TASK BRIEF —
The listing below should be written out exactly; please include all of it.

DATASET —
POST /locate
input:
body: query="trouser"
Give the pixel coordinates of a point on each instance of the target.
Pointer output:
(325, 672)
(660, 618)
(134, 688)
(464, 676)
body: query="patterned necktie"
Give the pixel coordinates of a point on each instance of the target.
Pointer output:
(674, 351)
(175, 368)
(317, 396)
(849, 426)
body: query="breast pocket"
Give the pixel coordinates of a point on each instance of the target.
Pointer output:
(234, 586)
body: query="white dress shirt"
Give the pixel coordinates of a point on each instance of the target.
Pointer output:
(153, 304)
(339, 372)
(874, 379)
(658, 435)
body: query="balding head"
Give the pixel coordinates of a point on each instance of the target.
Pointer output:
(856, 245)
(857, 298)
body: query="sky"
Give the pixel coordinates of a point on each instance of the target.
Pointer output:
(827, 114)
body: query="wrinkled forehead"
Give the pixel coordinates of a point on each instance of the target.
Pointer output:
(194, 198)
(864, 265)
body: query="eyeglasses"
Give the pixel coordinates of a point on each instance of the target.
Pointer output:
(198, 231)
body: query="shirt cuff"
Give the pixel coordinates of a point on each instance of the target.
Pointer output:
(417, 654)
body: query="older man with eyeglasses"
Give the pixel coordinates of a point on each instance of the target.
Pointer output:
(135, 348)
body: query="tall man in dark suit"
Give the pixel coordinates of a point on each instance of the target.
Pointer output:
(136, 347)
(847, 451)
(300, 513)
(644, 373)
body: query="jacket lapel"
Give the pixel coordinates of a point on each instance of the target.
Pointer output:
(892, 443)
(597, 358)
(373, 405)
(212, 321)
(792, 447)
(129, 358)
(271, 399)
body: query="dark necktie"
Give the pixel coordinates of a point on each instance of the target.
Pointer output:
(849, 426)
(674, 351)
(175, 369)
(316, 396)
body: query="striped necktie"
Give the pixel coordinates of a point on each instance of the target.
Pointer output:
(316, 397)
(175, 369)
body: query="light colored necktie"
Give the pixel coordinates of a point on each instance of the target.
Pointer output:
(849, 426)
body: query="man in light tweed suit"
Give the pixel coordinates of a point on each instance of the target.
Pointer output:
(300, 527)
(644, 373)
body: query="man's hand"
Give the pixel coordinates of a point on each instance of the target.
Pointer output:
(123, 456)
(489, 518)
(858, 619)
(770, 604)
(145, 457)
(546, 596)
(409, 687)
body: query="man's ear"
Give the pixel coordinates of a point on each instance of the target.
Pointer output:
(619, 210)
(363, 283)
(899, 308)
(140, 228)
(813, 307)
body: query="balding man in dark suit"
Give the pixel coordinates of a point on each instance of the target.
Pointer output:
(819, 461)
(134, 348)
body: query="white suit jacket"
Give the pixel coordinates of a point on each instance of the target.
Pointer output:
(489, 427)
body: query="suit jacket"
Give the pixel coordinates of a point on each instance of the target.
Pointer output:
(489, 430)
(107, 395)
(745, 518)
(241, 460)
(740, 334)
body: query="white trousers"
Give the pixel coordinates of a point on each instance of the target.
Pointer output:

TASK OUTPUT —
POST /locate
input:
body: query="trouser"
Give the pixel coordinates of a point on each instance of the target.
Pointer output:
(325, 672)
(660, 618)
(134, 688)
(464, 676)
body: query="patterned necktie"
Give the pixel coordinates of a point on each instance of the target.
Pointer output:
(674, 351)
(175, 368)
(317, 396)
(849, 426)
body: query="breast pocket"
Give the pixel coordinates of a point on each instance of the target.
Pointer output:
(234, 586)
body: query="white dress shirt"
Give the pixel coordinates of a point on each instance of the target.
Pointer output:
(153, 304)
(339, 372)
(874, 379)
(658, 435)
body: query="balding head"
Give the pixel coordinates of a point on each instance of the target.
Pointer output:
(856, 245)
(857, 298)
body: query="sky"
Give the pixel coordinates of a point on each instance of the target.
Pointer output:
(827, 114)
body: query="wrinkled forehead"
Give the pixel coordinates of a point on each instance of the target.
Pointer output:
(194, 198)
(864, 265)
body: query="eyeglasses"
Give the pixel coordinates of a point on each instance of the target.
Pointer output:
(198, 231)
body: query="shirt cuff"
Give the pixel coordinates of a point on each instance of the target.
Pointer output:
(417, 654)
body: query="older man with eyeglasses"
Give the pixel coordinates of a point on each instance of the target.
Pointer output:
(135, 348)
body: query="tall man in dark suit"
Give the pixel coordinates of a point on each instance of the target.
Pointer output:
(136, 347)
(847, 451)
(300, 513)
(644, 373)
body: query="jacket lapel"
Give the pixel coordinates of a point on each instance of the target.
Pointer output:
(892, 443)
(597, 358)
(373, 405)
(212, 321)
(792, 447)
(129, 358)
(271, 399)
body: query="dark necktie"
Give the pixel coordinates of a point on each instance of the target.
Pointer output:
(849, 426)
(674, 351)
(175, 369)
(316, 396)
body: query="striped necktie"
Give the pixel coordinates of a point on each instance of the target.
Pointer output:
(316, 397)
(175, 369)
body: query="light colored necktie"
Give the pixel coordinates of a point on each instance of the target.
Pointer output:
(849, 426)
body: query="man in light tweed suit"
Give the pixel coordinates of a point on each instance of the target.
Pointer output:
(300, 527)
(644, 373)
body: query="man's hand"
Give the pixel coordinates of a point on each instance of the target.
Pointer output:
(123, 456)
(489, 518)
(858, 619)
(770, 604)
(145, 457)
(546, 596)
(409, 687)
body: query="man's ear"
Give the pixel coordinates of a point on each instance of the target.
Pointer output:
(619, 210)
(363, 283)
(899, 308)
(140, 228)
(813, 307)
body: query="balding man in dark suit"
Give the pixel coordinates of a point on each instance of the target.
Pointer output:
(819, 461)
(134, 348)
body: query="white suit jacket"
Give the pixel coordinates of a point on each instance of the target.
Pointer output:
(489, 427)
body: query="suit jacket"
Give the pixel coordinates of a point on each instance of the target.
Pointer output:
(489, 430)
(107, 395)
(745, 518)
(241, 460)
(740, 334)
body: query="white trousers"
Give the pixel coordinates of a point on each instance of the target.
Pointer output:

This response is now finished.